> INPUT ROWS
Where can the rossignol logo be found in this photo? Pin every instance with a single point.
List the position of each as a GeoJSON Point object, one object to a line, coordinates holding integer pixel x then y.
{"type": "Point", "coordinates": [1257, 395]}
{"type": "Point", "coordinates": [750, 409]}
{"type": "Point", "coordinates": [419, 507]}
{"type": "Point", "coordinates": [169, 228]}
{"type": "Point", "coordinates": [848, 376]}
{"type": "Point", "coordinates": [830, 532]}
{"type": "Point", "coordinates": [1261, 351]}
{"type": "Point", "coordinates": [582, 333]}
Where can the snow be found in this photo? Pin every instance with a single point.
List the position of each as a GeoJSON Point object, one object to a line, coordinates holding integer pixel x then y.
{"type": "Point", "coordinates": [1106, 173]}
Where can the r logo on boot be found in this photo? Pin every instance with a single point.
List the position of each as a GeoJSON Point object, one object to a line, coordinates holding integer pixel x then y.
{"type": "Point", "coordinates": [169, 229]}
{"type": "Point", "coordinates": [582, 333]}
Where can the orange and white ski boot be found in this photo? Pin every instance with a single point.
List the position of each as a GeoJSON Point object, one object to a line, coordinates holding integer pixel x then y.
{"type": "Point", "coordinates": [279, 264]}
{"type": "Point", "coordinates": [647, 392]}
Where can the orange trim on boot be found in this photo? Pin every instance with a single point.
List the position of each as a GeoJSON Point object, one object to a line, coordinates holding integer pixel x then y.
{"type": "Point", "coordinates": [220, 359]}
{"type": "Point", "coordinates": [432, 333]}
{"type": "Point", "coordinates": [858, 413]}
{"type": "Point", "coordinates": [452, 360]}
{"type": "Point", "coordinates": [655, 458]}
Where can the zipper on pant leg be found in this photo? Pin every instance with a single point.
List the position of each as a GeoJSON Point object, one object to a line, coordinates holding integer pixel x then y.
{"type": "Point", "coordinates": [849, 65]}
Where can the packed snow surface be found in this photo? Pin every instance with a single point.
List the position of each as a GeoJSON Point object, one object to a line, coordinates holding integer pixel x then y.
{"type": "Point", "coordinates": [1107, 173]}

> THE REQUEST
Rewrite every line of the records with "Pin every instance" changed to "Mark each instance", leaving everything else the same.

> THE RESPONSE
Where can the rossignol logo be found in this photo? Mark each instance with a single point.
List the position of each as a GeoJSON Point object, one object to a line, coordinates holding integer pixel x then y.
{"type": "Point", "coordinates": [1257, 395]}
{"type": "Point", "coordinates": [750, 409]}
{"type": "Point", "coordinates": [419, 507]}
{"type": "Point", "coordinates": [169, 228]}
{"type": "Point", "coordinates": [848, 376]}
{"type": "Point", "coordinates": [830, 532]}
{"type": "Point", "coordinates": [1261, 351]}
{"type": "Point", "coordinates": [582, 333]}
Where can the snow be found in this photo? Mark each instance with a single point.
List the position of each as a GeoJSON Point object, one object to a line, coordinates holding integer pixel x then y.
{"type": "Point", "coordinates": [1106, 173]}
Where can the r logo on boot be found in this photo? Mark each instance with a single point.
List the position of each as a GeoJSON Point object, one object to a line, coordinates holding integer pixel x then y.
{"type": "Point", "coordinates": [169, 229]}
{"type": "Point", "coordinates": [582, 333]}
Where can the orange and white ski boot be found in this photo? Mark each instance with a single point.
List the position of each as a GeoJSON Point object, one object to a line, coordinates holding integer pixel x then y.
{"type": "Point", "coordinates": [279, 264]}
{"type": "Point", "coordinates": [647, 392]}
Where can the orange trim on boot be found in this photo? Mark each instance with a single point.
List the position of each as a GeoJSON Point object, one object to a line, coordinates holding integer pixel x then y.
{"type": "Point", "coordinates": [220, 359]}
{"type": "Point", "coordinates": [432, 333]}
{"type": "Point", "coordinates": [858, 413]}
{"type": "Point", "coordinates": [452, 360]}
{"type": "Point", "coordinates": [655, 458]}
Where can the zipper on pant leg be found in this photo? Mark each instance with a single point.
List the position of each as a GeoJSON Point object, one object to a line, coordinates holding integer pixel x then y.
{"type": "Point", "coordinates": [849, 65]}
Where can the packed snow surface be found in this photo? Mark each instance with a single point.
List the position of each as a GeoJSON Point object, one object to a line, coordinates holding integer pixel x then y.
{"type": "Point", "coordinates": [1107, 173]}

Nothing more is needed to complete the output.